Alıştırma yönergesi: Savaş ortasındaki sağlık sistemini anlatan aşağıdaki metni, son cümlesinden sonra kaldığı yerden sürdürün.

Alıştırma metni:
((

Daha sonra "Savaşın ortasında alternatif sağlık sistemi" başlıklı tebliğini yapan Dr. Bashrawî Alî ise Rojava ve Suriye'deki sağlık sistemlerinden bahsetti. "Suriye'de savaştan önce zaten çok kötü olan sağlık sistemi savaşla beraber daha da kötü bir hal aldı" ifadelerini kullanan Alî, şehirlerde hastane olmadığını, insanların tedaviye ulaşabilmek için yüzlerce kilometre yol katetmek zorunda kaldığını söyledi. "Teröristler tarafından gerçekleştirilen saldırı ve yol kesmeler de sağlık sisteminin aksamasına sebep oluyor" diyen Alî Rojava Özerk Yönetimi'nin sağlık alanına yaptığı yatırım ve iyileştirme çabalarından da bahsetti. Alî sözlerini şöyle sürdürdü: "Rojava yönetimi birçok hastane, poliklinik ve tıp noktaları oluşturdu. Sağlıkçı yetiştirmeye başladı. Türk devletinin saldırıları da sağlık sistemini iyice zora sokmaya dönük oldu. Türklerin saldırılarından kaçan insanlar için kamplar kurulmak zorunda kaldı. Bu kamplar da zaten yetersiz olan sağlık hizmeti imkanlarını daha da zorlaştırdı. Bu sorun sadece Rojava'nın sorunu değil, savaş sebebiyle uluslararası bir sorundur aslında"

))

(Veri öğeleri)

((

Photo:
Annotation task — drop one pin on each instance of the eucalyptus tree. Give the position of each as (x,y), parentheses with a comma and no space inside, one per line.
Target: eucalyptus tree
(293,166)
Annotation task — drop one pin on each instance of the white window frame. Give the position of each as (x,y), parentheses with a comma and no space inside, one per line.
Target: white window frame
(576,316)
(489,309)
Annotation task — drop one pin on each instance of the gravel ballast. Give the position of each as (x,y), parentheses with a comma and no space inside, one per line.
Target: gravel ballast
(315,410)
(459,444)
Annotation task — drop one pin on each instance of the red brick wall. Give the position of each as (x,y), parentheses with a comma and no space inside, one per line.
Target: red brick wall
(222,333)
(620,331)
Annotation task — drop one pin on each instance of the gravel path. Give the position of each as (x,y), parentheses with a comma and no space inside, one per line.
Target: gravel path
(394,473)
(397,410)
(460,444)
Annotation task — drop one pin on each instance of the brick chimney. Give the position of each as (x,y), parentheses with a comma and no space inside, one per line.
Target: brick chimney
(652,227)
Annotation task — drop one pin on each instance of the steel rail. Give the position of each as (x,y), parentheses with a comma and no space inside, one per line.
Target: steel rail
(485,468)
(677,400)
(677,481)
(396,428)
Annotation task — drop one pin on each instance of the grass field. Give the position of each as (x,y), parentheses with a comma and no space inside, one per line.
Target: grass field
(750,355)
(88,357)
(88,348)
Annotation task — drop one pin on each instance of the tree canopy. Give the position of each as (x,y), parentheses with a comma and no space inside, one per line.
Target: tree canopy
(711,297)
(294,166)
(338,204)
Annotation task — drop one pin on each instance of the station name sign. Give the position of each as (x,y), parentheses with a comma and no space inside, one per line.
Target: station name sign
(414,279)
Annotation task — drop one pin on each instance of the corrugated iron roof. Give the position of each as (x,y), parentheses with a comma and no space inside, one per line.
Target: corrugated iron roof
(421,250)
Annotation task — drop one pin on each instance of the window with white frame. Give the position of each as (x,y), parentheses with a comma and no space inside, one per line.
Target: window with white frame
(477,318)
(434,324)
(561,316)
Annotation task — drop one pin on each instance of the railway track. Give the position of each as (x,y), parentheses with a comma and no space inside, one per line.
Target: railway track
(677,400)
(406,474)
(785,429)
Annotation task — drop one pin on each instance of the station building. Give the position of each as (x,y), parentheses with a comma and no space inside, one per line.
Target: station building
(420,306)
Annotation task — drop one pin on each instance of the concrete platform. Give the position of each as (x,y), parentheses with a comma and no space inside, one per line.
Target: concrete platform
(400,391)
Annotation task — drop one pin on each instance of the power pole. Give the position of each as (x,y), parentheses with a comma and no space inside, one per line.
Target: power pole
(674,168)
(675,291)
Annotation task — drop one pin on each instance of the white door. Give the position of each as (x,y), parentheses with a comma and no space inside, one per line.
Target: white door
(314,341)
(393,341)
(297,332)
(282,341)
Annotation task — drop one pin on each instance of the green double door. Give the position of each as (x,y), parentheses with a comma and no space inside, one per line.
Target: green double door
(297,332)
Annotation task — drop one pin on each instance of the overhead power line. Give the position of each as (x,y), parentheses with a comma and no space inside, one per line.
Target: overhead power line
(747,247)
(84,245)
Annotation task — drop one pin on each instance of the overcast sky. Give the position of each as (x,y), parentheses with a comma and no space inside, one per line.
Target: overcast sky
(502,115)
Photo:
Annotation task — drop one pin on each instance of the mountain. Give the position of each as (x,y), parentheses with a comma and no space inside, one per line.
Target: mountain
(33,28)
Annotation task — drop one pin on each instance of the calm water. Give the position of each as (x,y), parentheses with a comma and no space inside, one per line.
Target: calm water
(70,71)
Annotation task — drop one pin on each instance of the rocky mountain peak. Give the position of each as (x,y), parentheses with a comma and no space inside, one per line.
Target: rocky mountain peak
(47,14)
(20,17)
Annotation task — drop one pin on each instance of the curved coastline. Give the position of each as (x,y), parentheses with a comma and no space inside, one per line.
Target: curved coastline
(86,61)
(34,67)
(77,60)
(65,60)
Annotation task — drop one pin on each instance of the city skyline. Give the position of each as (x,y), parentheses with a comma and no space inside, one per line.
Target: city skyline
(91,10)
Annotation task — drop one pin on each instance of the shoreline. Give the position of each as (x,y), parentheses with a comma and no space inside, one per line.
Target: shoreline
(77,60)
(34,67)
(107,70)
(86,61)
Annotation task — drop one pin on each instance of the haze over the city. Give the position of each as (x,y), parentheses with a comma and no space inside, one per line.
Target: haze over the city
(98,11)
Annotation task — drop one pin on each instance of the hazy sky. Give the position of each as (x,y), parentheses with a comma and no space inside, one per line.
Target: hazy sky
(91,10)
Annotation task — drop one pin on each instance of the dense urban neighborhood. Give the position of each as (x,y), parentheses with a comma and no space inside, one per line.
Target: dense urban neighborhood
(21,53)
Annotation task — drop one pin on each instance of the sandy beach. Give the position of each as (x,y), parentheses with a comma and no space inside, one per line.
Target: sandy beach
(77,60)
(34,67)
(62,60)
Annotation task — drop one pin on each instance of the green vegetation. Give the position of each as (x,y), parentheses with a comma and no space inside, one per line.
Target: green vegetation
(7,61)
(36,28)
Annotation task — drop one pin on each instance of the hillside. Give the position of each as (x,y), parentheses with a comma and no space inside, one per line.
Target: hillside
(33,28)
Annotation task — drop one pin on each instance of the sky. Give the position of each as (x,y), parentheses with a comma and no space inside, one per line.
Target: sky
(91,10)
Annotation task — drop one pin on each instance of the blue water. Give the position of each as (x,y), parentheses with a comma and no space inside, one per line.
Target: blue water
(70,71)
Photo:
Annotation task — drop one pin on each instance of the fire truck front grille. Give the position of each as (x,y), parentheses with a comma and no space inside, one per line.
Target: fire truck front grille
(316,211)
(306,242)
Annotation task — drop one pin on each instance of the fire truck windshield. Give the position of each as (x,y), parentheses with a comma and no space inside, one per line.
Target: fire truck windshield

))

Yanıt:
Diasporadaki Kürtler mutlu hissetmiyor

Konferans, Alî'nin tebliğinin ardından Hatun Aycik'in moderatörlüğünde gerçekleştirilen "Diasporadaki Kürtler ve Sağlık" başlıklı panelle sürdü. Konferansın bu bölümünde Prof. Dr. Jan İlhan Kızılhan, diasporadaki Kürtlerin psikolojik travmalarına odaklanan tebliğini sundu. Kızılhan "Bunca savaş, yıkım ve zulümden sonra bile 40 milyon Kürt hala ayakta kalabiliyor. Bu nasıl mümkün oluyor. Bir ülkeleri, bir yurtları yok. Bu Kürt halkının direniş geleneğiyle ilgili bir durum" dedi. Kürtlerin yaşadığı bunca şeyin üzerlerinde haliyle bir etkisi olduğunu belirten Kızılhan, diasporadaki Kürtlerin yaşamına ilişkin olarak da "Diaspora yurdumuzun dışında yaşamamıza rağmen bir şekilde yurdumuzla bir bağımız olduğu anlamına geliyor. Bugün yaklaşık 25 milyon Kürt Kürdistan'ın dışında yaşıyor. Almanya'da yaşayan Kürtler üzerinden yapılan çalışmalar sonucunda Kürtler'in diasporada kendilerini mutlu hissetmediği ortaya çıkıyor. Buna rağmen örgütlüler. En küçük şehirde bile bir dernek veya kurumları var. Kürtlerin kendi kimlikleriyle Avrupa'da var olmalarının yolları üzerinde düşünmek ve çalışmak gerekiyor" ifadelerini kullandı.

 

"Irkçı saldırılar çocukları travmatize ediyor"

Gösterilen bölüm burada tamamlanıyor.